### MATERIAL TO PROCESS:

────

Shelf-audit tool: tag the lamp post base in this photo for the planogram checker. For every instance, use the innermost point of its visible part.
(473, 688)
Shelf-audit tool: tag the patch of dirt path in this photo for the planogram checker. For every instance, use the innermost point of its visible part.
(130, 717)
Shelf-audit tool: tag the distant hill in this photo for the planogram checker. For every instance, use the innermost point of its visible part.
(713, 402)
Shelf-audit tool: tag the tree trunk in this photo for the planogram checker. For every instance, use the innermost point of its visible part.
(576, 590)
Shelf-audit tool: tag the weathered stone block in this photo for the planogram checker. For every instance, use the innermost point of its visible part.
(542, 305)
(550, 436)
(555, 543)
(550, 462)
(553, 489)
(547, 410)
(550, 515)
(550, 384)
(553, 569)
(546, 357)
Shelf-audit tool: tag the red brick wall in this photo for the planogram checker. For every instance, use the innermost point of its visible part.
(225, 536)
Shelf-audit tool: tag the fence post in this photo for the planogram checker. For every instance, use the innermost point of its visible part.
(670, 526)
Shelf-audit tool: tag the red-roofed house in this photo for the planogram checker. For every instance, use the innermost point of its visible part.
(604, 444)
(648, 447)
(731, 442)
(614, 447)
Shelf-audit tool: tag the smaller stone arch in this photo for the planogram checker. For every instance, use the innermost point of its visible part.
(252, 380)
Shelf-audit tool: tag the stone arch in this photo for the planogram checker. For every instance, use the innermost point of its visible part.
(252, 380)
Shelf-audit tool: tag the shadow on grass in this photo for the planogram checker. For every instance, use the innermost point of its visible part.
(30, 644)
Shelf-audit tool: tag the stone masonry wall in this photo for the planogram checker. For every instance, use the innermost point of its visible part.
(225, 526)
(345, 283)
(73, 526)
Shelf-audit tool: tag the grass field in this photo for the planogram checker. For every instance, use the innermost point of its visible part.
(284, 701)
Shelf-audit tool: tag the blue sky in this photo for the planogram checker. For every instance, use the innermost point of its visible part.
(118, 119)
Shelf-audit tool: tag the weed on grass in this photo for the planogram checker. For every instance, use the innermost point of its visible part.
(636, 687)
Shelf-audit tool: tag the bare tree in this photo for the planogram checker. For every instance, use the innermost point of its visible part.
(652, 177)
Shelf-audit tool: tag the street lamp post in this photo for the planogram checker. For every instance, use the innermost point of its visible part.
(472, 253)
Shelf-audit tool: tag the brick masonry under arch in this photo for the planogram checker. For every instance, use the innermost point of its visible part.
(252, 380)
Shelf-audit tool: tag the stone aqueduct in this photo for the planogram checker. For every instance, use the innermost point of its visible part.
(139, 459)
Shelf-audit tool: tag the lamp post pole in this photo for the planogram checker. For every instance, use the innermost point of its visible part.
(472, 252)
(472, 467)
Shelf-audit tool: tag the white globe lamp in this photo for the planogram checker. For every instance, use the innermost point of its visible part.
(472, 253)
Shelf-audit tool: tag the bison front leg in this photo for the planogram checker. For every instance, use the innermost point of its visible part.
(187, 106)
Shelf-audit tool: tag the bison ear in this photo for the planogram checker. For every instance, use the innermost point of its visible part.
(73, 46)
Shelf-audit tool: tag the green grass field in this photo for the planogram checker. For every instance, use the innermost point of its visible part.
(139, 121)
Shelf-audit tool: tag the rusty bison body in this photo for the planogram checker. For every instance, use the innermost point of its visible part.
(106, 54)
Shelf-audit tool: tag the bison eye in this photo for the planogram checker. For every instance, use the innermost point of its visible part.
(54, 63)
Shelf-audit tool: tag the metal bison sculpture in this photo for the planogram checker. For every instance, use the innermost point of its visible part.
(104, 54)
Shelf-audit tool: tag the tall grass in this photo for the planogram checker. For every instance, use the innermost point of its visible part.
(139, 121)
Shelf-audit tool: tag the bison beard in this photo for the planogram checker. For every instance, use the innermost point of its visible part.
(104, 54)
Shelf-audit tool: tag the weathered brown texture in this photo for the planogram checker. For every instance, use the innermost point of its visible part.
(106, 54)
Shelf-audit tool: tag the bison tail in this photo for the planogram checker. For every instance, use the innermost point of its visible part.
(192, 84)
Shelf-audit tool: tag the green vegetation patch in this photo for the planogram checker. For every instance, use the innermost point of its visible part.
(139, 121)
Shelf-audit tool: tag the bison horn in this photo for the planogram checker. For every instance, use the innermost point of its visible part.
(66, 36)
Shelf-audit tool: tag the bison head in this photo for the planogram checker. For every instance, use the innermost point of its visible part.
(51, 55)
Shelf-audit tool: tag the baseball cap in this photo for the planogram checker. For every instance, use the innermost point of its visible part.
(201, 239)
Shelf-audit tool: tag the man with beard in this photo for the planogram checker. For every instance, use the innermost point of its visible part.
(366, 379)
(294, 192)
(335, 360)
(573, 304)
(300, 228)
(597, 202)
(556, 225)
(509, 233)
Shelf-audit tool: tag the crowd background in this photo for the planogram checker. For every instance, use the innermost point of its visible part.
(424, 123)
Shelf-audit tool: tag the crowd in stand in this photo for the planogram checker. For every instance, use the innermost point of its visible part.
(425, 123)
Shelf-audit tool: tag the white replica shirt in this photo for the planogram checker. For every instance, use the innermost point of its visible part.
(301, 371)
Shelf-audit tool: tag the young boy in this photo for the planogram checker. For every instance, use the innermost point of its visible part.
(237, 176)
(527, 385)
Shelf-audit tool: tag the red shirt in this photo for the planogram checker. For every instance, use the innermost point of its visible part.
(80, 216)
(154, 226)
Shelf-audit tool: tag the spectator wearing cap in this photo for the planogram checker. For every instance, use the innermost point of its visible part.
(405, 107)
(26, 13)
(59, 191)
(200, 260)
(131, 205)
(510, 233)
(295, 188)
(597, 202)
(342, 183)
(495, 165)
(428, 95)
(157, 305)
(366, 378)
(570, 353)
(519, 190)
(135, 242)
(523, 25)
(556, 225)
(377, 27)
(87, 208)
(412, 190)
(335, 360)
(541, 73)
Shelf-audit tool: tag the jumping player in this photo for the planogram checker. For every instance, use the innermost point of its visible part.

────

### TASK GOAL:
Convert the data, from the line containing "Shelf-audit tool: tag the red shirt" through the final line, into a numbered list, leaving out any blank lines.

### RESPONSE TO THIS EXERCISE:
1. Shelf-audit tool: tag the red shirt in this photo for the planogram checker. For every instance, use the innermost point of its visible part.
2. (80, 216)
3. (154, 226)
4. Shelf-audit tool: tag the spectator wearing cap in this photo for the planogram checker. For every instance, use the innermost point of its visible part.
5. (405, 107)
6. (26, 13)
7. (59, 191)
8. (200, 260)
9. (131, 205)
10. (510, 233)
11. (295, 188)
12. (597, 202)
13. (342, 183)
14. (495, 165)
15. (428, 95)
16. (157, 305)
17. (366, 378)
18. (570, 353)
19. (519, 190)
20. (135, 242)
21. (523, 25)
22. (556, 225)
23. (377, 27)
24. (87, 208)
25. (412, 190)
26. (335, 360)
27. (541, 73)
28. Shelf-audit tool: tag the jumping player in this photo for the planogram checker. For every instance, use the innermost point of its visible part.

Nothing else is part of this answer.